* [Task]: The answer should consist of all the records, copied exactly.

Data provided Start Marker

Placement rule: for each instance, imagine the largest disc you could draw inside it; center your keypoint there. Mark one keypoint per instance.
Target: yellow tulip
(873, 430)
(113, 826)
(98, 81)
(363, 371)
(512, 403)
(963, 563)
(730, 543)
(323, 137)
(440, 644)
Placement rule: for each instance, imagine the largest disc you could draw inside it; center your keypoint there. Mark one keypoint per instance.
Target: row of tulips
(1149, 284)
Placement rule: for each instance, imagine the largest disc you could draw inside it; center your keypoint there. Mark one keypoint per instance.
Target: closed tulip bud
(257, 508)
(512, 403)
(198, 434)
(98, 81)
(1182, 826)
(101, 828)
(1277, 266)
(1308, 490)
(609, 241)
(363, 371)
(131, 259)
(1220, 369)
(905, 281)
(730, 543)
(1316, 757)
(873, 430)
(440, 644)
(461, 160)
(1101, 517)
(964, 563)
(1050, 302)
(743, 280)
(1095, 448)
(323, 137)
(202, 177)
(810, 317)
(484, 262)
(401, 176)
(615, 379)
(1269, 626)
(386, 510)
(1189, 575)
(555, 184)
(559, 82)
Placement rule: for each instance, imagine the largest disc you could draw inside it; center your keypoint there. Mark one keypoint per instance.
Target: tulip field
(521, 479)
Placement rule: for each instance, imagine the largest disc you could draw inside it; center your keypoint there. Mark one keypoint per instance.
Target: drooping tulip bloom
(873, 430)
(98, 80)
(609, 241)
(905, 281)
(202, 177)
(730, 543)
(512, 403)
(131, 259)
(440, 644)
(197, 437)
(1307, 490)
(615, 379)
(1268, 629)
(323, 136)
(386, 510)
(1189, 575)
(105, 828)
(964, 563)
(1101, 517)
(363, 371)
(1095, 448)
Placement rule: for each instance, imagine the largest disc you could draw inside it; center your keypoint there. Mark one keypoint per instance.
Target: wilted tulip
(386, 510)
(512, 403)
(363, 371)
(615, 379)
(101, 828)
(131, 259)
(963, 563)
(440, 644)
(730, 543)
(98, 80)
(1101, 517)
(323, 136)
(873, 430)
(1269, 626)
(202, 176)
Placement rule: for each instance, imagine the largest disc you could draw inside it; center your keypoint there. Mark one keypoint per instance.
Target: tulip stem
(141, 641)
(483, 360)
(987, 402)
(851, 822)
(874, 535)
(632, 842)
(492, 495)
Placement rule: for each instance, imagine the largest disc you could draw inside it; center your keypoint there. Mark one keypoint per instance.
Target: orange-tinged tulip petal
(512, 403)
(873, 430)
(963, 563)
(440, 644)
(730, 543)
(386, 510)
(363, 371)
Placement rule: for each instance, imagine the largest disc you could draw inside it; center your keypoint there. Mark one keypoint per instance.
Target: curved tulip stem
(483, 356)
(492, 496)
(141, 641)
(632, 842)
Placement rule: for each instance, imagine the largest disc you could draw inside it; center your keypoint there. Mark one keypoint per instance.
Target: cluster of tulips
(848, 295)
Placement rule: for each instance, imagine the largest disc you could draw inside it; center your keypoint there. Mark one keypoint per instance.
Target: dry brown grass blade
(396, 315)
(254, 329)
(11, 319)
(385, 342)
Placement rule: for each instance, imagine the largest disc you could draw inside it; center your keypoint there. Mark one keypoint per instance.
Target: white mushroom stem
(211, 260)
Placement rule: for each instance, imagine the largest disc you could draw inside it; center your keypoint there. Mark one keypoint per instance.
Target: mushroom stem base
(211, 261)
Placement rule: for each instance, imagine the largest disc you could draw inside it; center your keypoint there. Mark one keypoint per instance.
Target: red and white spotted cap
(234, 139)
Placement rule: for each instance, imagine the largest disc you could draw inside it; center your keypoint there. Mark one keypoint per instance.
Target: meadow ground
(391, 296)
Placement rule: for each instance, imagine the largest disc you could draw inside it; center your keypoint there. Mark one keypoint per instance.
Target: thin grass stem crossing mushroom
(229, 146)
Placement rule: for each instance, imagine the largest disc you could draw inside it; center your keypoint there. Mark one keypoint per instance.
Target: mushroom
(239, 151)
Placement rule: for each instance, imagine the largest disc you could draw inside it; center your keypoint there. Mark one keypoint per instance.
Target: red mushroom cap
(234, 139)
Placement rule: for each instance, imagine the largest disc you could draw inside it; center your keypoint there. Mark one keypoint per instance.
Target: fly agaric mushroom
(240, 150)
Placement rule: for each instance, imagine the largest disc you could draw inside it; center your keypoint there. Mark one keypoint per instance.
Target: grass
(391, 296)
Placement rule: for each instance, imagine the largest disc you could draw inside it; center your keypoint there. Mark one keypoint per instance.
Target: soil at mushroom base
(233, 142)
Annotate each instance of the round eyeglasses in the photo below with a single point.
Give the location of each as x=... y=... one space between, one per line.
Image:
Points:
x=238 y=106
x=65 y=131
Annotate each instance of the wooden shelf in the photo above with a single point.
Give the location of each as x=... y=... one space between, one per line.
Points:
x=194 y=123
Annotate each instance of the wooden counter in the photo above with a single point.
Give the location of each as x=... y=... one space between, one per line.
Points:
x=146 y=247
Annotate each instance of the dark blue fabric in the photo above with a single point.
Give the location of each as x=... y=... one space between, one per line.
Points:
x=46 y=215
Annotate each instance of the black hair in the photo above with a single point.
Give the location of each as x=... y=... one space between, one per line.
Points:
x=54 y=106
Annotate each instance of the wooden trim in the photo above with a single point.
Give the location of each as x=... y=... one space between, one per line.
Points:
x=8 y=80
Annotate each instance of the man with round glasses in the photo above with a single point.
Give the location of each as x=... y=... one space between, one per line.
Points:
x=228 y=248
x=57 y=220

Data provided End Marker

* [Written response]:
Placement rule: for each instance, imagine the largest disc you could draw inside it; center your keypoint there. Mark one keypoint per instance.
Target: yellow tulip
(873, 430)
(113, 826)
(98, 81)
(363, 371)
(512, 403)
(963, 563)
(730, 543)
(323, 137)
(440, 644)
Placement rule: for each instance, imagine the largest disc you could draw inside it; center your keypoint there. Mark one keypoint per instance.
Target: row of tulips
(1149, 284)
Placement rule: for each instance, imagine the largest disc you could draw inside it; center your keypoint there. Mark one keypoint per instance.
Target: closed tulip bud
(257, 508)
(512, 403)
(198, 434)
(98, 81)
(1182, 826)
(101, 828)
(1277, 266)
(1308, 490)
(609, 241)
(363, 371)
(131, 259)
(1220, 369)
(905, 281)
(730, 543)
(1316, 757)
(873, 430)
(440, 644)
(461, 160)
(1101, 517)
(964, 563)
(1050, 302)
(743, 280)
(1095, 448)
(323, 137)
(202, 177)
(810, 317)
(484, 262)
(401, 176)
(615, 379)
(1269, 626)
(386, 510)
(1189, 575)
(555, 184)
(559, 82)
Placement rule: for each instance, imagine the largest disc you could draw inside it; center your keypoint there. Mark one keypoint per instance.
Target: tulip field
(521, 479)
Placement rule: for each instance, imagine the largest disc you could draw inside it; center your keypoint there. Mark one keypoint per instance.
Target: drooping tulip bloom
(873, 430)
(98, 80)
(609, 241)
(905, 281)
(202, 177)
(730, 543)
(512, 403)
(131, 259)
(440, 644)
(197, 437)
(1307, 490)
(615, 379)
(1268, 629)
(323, 136)
(386, 510)
(1189, 575)
(105, 828)
(964, 563)
(1101, 517)
(363, 371)
(1095, 448)
Placement rule: for each instance, imagine the largest disc you could draw inside it; center your keypoint there. Mark one keypoint per instance.
Target: wilted tulip
(386, 510)
(512, 403)
(363, 371)
(615, 379)
(101, 828)
(131, 259)
(963, 563)
(440, 644)
(730, 543)
(98, 80)
(1101, 517)
(323, 136)
(873, 430)
(1269, 626)
(202, 176)
Placement rule: for each instance, imagine the largest disc you could draw inside it; center your keypoint there. Mark one keypoint per instance.
Target: tulip stem
(141, 641)
(483, 360)
(987, 402)
(851, 822)
(874, 535)
(632, 842)
(492, 495)
Placement rule: for each instance, imagine the largest disc you could draw inside it; center your keypoint there. Mark one keypoint per instance.
Target: orange-tinged tulip petal
(512, 403)
(873, 430)
(963, 563)
(440, 644)
(730, 543)
(386, 510)
(363, 371)
Placement rule: for each instance, imagine the largest disc you could draw inside it; center your keypoint there. Mark one keypoint per instance.
Target: curved tulip stem
(483, 356)
(492, 496)
(141, 641)
(632, 842)
Placement rule: for each instance, imagine the largest disc you could draw inside it; center your keypoint there. Mark one keypoint per instance.
Target: cluster of tulips
(848, 295)
Placement rule: for each instance, imagine the largest disc you could draw inside it; center your keypoint there. Mark one keypoint per instance.
Target: dry brown grass blade
(396, 315)
(254, 329)
(11, 319)
(385, 342)
Placement rule: for each instance, imagine the largest disc you could draw inside it; center your keypoint there. Mark one keypoint per instance.
Target: white mushroom stem
(211, 260)
Placement rule: for each instance, imagine the largest disc you could draw inside it; center your keypoint there. Mark one keypoint per instance.
Target: mushroom stem base
(211, 261)
Placement rule: for each instance, imagine the largest disc you could draw inside it; center your keypoint there. Mark one keypoint per instance.
Target: red and white spotted cap
(234, 139)
Placement rule: for each instance, imagine the largest disc you could draw inside it; center your keypoint there. Mark one keypoint per instance.
Target: meadow ground
(391, 296)
Placement rule: for each instance, imagine the largest disc you could draw inside it; center your keypoint there. Mark one keypoint per instance.
Target: thin grass stem crossing mushroom
(229, 146)
Placement rule: for each instance, imagine the largest disc you could draw inside it; center your keypoint there. Mark one keypoint per instance.
Target: mushroom
(239, 151)
Placement rule: for each instance, imagine the largest disc you could draw inside it; center your keypoint there. Mark one keypoint per instance.
Target: red mushroom cap
(234, 139)
Placement rule: for each instance, imagine the largest disc you could draw inside it; center your keypoint there. Mark one keypoint per instance.
Target: fly agaric mushroom
(240, 150)
Placement rule: for each instance, imagine the largest disc you could draw inside it; center your keypoint there. Mark one keypoint per instance.
Target: grass
(391, 296)
Placement rule: for each instance, imagine the largest disc you could draw inside it; center your keypoint there. Mark one keypoint per instance.
Target: soil at mushroom base
(233, 142)
Annotate each instance of the round eyeglasses in the photo below with a single point.
Give the location of each as x=... y=... one space between, one per line.
Image:
Points:
x=238 y=106
x=65 y=131
Annotate each instance of the wooden shelf in the photo above with a single point.
Give the location of each as x=... y=... one space between, one per line.
Points:
x=194 y=123
Annotate each instance of the wooden counter in the photo above with a single point.
Give the location of each as x=... y=... one space between, one per line.
Points:
x=146 y=247
Annotate each instance of the dark blue fabric in the photo above with a single point.
Give the location of each as x=... y=... one space between, one per line.
Points:
x=46 y=215
Annotate each instance of the black hair in the photo above with a single point.
Give the location of each as x=... y=... one space between, one per line.
Points:
x=54 y=106
Annotate each instance of the wooden trim in the photo above with a single point.
Give the location of each as x=... y=... one space between, one per line.
Points:
x=8 y=80
Annotate each instance of the man with round glasses in the photo above with a single point.
Give the location of each as x=... y=... one space between, one per line.
Points:
x=228 y=248
x=57 y=220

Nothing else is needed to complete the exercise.